1.1 Definisi
Perilaku kekerasan adalah suatu keadaan dimana seseorang melakukan
tindakan yang dapat membahayakan secara fisik baik terhadap diri sendiri, orang
lain maupun lingkungan. Hal tersebut dilakukan untuk mengungkapkan perasaan
kesal atau marah yang tidak konstruktif (Stuart dan Sundeen, 1995).
Perilaku kekerasan merupakan respons terhadap stressor yang dihadapi
oleh seseorang, yang ditunjukkan dengan perilaku aktual melakukan kekerasan,
baik pada diri sendiri, orang lain maupun lingkungan, secara verbal maupun
nonverbal, bertujuan untuk melukai orang lain secara fisik maupun psikologis
(Berkowitz, 2000).
Suatu keadaan di mana seorang individu mengalami perilaku yang dapat
melukai secara fisik baik terhadap diri sendiri atau orang lain (Towsend,
1998).
· · · · · · ·
**Petunjuk pengerjaan**: Salin seluruh teks bacaan tentang definisi perilaku kekerasan, kata demi kata tanpa perubahan. Gunakan hanya teks bacaan ini sebagai sumber.

**Cuplikan data**:
· · · · · · ·
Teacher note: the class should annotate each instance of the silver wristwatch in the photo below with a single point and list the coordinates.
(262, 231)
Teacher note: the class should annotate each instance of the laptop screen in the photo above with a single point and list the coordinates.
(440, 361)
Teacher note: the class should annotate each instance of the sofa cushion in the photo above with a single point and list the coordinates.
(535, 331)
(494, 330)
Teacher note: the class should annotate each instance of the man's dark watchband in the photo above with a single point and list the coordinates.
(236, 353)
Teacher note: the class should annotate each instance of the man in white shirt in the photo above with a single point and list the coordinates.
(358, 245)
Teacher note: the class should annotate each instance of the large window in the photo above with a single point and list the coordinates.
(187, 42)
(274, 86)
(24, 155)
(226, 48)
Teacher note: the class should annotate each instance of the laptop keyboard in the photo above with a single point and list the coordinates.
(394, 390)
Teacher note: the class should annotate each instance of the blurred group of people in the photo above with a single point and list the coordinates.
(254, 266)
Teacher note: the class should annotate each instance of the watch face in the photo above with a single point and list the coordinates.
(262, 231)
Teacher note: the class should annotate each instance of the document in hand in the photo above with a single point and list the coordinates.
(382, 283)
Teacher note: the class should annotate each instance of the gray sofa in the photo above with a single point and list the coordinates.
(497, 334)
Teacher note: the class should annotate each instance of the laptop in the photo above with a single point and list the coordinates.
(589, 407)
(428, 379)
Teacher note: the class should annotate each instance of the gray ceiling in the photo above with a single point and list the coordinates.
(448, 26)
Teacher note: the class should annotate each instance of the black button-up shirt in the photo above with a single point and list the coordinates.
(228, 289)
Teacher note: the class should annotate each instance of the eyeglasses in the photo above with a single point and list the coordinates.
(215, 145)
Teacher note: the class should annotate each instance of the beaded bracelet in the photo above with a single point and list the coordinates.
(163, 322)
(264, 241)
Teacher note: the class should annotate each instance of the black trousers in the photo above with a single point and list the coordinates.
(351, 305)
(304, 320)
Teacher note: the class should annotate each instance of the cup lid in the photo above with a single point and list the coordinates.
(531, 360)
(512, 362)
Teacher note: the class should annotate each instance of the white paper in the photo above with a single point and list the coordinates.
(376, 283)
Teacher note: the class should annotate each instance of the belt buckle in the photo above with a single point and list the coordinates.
· · · · · · ·
**Jawaban latihan**:
1.1 Definisi
Perilaku kekerasan adalah suatu keadaan dimana seseorang melakukan
tindakan yang dapat membahayakan secara fisik baik terhadap diri sendiri, orang
lain maupun lingkungan. Hal tersebut dilakukan untuk mengungkapkan perasaan
kesal atau marah yang tidak konstruktif (Stuart dan Sundeen, 1995).
Perilaku kekerasan merupakan respons terhadap stressor yang dihadapi
oleh seseorang, yang ditunjukkan dengan perilaku aktual melakukan kekerasan,
baik pada diri sendiri, orang lain maupun lingkungan, secara verbal maupun
nonverbal, bertujuan untuk melukai orang lain secara fisik maupun psikologis
(Berkowitz, 2000).
Suatu keadaan di mana seorang individu mengalami perilaku yang dapat
melukai secara fisik baik terhadap diri sendiri atau orang lain (Towsend,
1998).